■ **EXCERPTED PASSAGE**:
********************

Oh no, something went boom. What's our disaster recovery plan?


Who said we didn't need one in the budget meeting... Ah, yes

Small truck skids towards side of road as wheel comes loose. Photo by shutterstock
Sponsored Disaster recovery systems mostly suck. There are a seemingly unlimited number of them, but finding ones that aren't either utterly maddening or ruinously expensive is rare. Fortunately, ease of use is starting to be a product dimension that the storage industry is competing on again, so options are emerging.
Regardless of the size of your organization, backups are absolutely essentially. Though it's been said before, it needs to be said again: if your data doesn't exist in at least two places, then it does not exist.
In a perfect world, organizations of all sizes would also hold disaster recovery dear, with both backups and disaster recovery being engaged in by all. Unfortunately, many organizations feel that disaster recovery is either too expensive, too time consuming or both. It's neglected and even forgotten.
Right up until something goes boom. Then everyone starts saying disaster recovery really loudly.
For organizations doing basic backups, such as backing up data at the VM level and using software to back VMs up to the cloud then there are many solutions to choose from, and many are actually easy to use. The instant you want to back up anything more than just VMs, or start orchestrating disaster recovery, the discussion gets complicated.

Array simplicity

There are still a lot of organizations that prefer do handle their backups and DR at the array level. This could be because they're using those arrays to provide storage to more than just VMs, or it could be because they have a lot of IT automation build around arrays. So just where are array vendors here?
In my opinion, the best way to take the pulse of a market is to look at the middle-ranked vendors. Those selling the most units don't necessarily evolve fastest, nor deliver the best TCO. From 2010 to 2015, for example, HDS was a great company to watch. Sales teams from Dell, HP, EMC and NetApp all learned to curse them.
Now Fujitsu has updated its Eternus range. If you are unaware, Eternus comprises all-flash and hybrid arrays, tape libraries, some data protection appliances and a hyperscale-targeted SKU.

********************

■ **ENTRIES PROVIDED**:
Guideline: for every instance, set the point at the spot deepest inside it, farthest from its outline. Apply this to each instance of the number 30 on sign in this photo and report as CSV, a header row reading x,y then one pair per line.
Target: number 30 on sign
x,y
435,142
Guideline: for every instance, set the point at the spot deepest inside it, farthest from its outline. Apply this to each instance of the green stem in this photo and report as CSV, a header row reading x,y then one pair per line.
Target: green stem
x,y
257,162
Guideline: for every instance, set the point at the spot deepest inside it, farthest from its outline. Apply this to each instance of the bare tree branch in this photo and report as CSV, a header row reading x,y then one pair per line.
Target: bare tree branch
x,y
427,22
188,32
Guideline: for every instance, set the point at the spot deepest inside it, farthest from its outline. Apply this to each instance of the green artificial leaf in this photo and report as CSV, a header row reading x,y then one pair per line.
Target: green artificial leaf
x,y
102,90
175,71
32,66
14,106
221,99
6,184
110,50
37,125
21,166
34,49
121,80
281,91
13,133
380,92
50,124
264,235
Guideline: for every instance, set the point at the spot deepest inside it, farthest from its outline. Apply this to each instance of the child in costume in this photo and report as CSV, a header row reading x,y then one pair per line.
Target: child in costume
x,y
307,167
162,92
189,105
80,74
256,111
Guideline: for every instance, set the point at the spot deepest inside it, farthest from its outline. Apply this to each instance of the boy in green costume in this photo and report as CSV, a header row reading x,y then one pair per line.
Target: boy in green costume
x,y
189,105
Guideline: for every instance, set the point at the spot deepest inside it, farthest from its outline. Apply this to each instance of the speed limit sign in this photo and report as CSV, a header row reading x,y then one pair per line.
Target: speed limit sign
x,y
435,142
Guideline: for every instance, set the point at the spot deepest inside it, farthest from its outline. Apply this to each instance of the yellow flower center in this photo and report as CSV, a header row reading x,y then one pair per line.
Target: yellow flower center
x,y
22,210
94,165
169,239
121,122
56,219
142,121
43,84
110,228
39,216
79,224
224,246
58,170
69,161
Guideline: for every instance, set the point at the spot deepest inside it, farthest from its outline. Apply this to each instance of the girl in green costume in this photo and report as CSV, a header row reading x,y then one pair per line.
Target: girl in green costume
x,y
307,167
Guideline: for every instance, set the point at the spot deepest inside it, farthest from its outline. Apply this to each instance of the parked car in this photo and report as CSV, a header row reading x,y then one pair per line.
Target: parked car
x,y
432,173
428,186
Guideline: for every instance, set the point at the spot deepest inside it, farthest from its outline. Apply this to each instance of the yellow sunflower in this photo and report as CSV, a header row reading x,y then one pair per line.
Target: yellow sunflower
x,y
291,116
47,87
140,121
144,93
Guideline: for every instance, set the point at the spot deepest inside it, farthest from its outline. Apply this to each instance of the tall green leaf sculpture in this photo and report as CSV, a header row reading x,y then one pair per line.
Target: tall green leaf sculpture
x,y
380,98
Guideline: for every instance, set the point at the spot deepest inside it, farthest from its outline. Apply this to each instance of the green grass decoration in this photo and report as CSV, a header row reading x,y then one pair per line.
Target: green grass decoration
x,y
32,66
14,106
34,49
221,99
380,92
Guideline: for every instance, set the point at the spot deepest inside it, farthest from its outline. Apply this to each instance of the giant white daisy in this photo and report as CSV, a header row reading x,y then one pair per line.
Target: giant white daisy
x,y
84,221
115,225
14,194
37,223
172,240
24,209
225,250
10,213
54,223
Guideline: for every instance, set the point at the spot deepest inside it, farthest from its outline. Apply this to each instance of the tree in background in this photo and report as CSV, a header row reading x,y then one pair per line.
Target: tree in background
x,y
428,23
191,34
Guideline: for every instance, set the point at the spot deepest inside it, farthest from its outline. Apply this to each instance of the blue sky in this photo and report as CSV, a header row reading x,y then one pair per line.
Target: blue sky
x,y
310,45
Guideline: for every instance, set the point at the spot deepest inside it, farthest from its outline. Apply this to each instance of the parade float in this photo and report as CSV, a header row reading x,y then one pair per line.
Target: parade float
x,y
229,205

********************

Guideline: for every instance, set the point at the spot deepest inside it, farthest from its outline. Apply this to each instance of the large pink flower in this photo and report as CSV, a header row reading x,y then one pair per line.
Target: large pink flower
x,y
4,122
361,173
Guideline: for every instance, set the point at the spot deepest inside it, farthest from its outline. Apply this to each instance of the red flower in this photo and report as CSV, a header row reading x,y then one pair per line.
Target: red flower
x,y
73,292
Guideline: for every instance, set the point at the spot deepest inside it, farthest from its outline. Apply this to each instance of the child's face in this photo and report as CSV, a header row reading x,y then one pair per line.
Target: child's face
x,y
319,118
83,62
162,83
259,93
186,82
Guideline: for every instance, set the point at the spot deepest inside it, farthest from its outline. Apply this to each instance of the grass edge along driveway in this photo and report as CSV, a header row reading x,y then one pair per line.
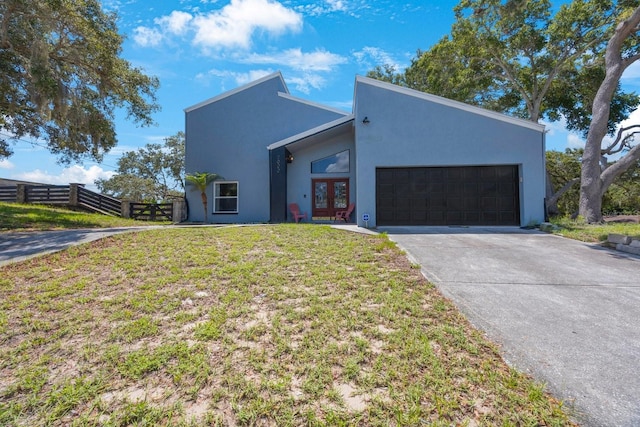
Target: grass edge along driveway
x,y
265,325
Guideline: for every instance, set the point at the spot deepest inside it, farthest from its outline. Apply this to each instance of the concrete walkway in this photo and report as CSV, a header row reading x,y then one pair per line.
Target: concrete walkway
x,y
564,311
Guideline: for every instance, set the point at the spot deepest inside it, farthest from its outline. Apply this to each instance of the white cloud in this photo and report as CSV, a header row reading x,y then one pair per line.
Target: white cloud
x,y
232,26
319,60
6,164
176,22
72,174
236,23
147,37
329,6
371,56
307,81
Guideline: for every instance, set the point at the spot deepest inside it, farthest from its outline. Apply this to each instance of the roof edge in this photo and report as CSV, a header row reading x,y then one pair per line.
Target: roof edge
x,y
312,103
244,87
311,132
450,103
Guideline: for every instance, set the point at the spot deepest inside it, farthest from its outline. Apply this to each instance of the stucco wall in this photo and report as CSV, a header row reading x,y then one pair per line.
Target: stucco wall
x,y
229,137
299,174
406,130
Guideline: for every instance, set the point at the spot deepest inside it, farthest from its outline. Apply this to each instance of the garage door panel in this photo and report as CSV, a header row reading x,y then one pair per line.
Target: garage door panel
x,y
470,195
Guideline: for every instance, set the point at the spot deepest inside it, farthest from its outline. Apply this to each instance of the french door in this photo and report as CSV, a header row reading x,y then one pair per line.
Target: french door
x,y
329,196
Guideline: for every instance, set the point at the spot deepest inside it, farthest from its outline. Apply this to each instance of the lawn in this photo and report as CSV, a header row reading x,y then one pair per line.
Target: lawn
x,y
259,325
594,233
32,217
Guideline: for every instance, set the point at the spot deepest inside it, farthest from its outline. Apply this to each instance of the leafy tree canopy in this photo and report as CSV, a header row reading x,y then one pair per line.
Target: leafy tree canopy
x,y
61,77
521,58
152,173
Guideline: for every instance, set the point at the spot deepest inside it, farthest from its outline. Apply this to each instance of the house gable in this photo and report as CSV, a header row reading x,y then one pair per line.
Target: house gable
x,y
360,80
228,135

********************

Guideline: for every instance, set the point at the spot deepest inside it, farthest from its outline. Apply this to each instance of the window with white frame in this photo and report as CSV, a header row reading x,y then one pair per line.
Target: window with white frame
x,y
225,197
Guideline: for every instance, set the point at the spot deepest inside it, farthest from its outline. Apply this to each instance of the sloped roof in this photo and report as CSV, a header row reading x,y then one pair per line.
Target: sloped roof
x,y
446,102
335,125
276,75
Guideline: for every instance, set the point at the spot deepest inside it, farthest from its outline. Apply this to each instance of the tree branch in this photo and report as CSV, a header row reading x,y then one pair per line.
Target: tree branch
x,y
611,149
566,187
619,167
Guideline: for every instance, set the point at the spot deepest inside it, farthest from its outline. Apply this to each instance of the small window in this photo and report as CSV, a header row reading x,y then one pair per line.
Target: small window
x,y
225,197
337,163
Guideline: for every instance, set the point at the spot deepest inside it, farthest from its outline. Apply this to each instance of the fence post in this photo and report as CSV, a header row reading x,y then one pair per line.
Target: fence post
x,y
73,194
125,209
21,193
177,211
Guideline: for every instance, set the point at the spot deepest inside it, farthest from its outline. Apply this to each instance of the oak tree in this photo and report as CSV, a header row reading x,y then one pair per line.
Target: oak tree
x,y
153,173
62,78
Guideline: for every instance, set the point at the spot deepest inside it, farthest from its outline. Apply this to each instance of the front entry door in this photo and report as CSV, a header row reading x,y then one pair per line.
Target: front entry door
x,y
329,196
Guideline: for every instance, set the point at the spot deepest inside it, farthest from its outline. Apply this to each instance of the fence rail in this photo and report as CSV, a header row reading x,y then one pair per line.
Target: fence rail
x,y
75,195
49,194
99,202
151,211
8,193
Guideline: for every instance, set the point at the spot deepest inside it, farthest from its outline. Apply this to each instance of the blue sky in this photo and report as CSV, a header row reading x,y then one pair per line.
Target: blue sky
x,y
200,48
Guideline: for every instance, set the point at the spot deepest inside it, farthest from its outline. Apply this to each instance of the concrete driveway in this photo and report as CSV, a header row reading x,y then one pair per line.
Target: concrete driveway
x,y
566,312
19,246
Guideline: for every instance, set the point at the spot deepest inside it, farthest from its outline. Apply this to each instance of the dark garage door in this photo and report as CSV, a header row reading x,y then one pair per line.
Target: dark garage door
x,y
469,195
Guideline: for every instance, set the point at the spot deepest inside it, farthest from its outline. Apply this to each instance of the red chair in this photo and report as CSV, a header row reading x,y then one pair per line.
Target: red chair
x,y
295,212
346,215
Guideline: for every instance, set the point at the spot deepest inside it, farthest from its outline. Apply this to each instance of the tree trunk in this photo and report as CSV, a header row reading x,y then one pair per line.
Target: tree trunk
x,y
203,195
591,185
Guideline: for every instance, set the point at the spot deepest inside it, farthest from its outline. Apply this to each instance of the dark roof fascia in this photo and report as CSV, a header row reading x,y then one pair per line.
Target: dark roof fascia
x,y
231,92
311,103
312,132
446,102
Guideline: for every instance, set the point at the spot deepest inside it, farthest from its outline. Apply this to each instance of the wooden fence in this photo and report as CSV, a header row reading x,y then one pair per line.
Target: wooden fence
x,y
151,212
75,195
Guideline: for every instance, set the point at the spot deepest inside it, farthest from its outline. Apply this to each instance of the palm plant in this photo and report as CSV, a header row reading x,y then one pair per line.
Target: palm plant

********************

■ **EXERCISE REQUIREMENTS**:
1 > Pull out every line in the records that contains the string "plant", matching case exactly.
2 > Carry the disaster recovery article forward from its last sentence.
The disaster recovery article and the records have no connection to each other.

■ **RESULTS BY TASK**:
1 >
Guideline: for every instance, set the point at the spot deepest inside it, farthest from its outline. Apply this to each instance of the palm plant in this photo and report as CSV, a header row reading x,y then one pair per line.
Target: palm plant

2 >
Under "integrated systems", Fujitsu offer VSAN ready nodes, various Windows storage-based solutions, pre-canned Openstack and, Hadoop, and so forth. If you were designing a minimum set of storage systems to meet the needs of the Fortune 2000 while paying little attention to anyone else, this is exactly what would result.
At first glance, the Fujitsu arrays aren't bad. Features include replication and data integrity in a variety of flavours, encryption (with key lifecycle management), and Disaster Recovery.
Fujitsu don't seem to be redefining the industry. They look like a vendor where someone very diligently went around and ticked all the important boxes required to please enterprise customers.
Okay, so we've established that Fujitsu can serve as a reasonable proxy for the state of the storage industry as a whole, so how does this relate to disaster recovery?

Odd restrictions

Traditionally, arrays haven't been very cooperative with the idea of economic efficiency when it comes to disaster recovery. As general rules, if you want to set up replication between two identical storage arrays and the latency between them is less than 10msec, then you can set up replication across sites easily.
Try to set up replication between dissimilar arrays, try to set up a many-to-one replication scenario, or try to do any of this over high latency or mediocre-throughput network connections, and arrays just refuse to play along. This is one of the biggest reasons why "proper" backups and disaster recovery have long been considered "out of reach" for midsized organizations.
The truth of the matter is that most organizations can't today – and likely will never – be able to afford to maintain a like-for-like duplicate of their production environment for the purposes of disaster recovery. This isn't to say that a like-for-like duplicate isn't the ideal solution. It also isn't to say that edge cases don't exist where the odd organization will actually build such a thing.
It's that "overwhelming majority of organizations" category that I'm talking about.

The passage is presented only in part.